■ AIM OF THE EXERCISE: Below are the records. Reproduce the line that contains "Where in the photo above can the dry" and every line after it to the end, exactly and alone.

Start of EXTRACTED INFORMATION

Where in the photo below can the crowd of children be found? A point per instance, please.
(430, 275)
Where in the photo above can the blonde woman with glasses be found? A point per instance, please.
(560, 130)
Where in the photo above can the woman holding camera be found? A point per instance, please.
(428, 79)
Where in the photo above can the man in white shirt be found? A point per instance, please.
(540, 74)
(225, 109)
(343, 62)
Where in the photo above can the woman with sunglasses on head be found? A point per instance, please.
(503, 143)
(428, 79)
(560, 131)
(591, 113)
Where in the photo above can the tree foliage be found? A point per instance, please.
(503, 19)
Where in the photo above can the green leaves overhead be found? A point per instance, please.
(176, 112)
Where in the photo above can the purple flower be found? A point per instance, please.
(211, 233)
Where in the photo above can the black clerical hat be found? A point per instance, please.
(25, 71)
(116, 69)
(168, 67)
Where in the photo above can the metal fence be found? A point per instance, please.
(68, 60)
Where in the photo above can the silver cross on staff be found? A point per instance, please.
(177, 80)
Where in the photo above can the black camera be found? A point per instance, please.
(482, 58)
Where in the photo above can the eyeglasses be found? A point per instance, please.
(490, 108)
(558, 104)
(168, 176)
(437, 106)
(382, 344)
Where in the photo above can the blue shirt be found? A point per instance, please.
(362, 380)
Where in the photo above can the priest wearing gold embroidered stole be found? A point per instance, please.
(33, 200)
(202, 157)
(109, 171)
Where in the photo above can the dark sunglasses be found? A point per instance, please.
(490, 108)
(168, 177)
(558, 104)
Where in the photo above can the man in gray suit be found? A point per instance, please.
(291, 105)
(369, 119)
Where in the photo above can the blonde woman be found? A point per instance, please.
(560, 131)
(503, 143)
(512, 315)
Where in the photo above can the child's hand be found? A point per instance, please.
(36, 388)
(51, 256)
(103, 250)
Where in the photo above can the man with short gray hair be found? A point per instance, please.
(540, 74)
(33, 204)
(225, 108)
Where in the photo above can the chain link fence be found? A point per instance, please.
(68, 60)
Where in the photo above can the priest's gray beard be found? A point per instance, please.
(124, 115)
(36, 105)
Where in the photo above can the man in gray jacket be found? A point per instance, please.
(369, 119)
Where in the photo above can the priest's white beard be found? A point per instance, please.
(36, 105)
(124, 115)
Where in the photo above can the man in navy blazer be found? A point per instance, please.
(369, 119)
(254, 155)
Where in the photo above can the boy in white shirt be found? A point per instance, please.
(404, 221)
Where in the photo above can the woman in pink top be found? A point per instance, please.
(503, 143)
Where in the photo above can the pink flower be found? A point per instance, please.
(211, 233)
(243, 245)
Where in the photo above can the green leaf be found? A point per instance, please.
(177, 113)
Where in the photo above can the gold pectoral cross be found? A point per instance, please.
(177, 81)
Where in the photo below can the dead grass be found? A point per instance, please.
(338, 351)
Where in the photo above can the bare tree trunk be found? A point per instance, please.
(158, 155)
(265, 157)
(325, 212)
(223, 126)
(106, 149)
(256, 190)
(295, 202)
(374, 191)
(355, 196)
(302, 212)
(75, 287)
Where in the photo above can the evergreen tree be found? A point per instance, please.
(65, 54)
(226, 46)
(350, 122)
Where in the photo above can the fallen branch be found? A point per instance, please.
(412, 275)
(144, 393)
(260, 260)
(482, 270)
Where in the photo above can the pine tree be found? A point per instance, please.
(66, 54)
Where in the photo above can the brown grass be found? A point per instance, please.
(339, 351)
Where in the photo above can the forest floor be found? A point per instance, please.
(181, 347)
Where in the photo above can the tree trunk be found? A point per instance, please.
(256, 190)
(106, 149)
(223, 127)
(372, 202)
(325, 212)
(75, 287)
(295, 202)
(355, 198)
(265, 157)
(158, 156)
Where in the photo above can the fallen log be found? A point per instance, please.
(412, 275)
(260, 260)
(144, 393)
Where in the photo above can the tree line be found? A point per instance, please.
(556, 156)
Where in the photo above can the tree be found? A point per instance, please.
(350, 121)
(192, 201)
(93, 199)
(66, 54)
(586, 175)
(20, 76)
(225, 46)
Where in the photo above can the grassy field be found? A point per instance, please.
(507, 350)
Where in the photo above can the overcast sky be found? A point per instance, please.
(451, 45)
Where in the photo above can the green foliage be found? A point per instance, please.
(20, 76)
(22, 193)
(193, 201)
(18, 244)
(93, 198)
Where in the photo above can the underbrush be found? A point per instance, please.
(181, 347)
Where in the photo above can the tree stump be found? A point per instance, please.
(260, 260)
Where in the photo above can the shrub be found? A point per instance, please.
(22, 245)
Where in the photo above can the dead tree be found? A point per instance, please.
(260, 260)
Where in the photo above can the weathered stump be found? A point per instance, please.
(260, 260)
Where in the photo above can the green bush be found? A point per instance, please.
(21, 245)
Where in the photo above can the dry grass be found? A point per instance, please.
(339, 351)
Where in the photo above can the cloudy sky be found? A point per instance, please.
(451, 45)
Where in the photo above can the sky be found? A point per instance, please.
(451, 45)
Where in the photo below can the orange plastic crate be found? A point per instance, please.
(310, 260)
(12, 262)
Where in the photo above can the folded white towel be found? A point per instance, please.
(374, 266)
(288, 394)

End of EXTRACTED INFORMATION

■ SOLVED PROBLEM:
Where in the photo above can the dry grass be found? A point per instance, please.
(339, 351)
Where in the photo above can the cloudy sky be found? A point per instance, please.
(451, 45)
Where in the photo above can the sky be found? A point per instance, please.
(451, 45)
Where in the photo below can the orange plastic crate be found? A point per instance, please.
(310, 260)
(12, 262)
Where in the photo above can the folded white towel be found? A point per instance, please.
(374, 266)
(288, 394)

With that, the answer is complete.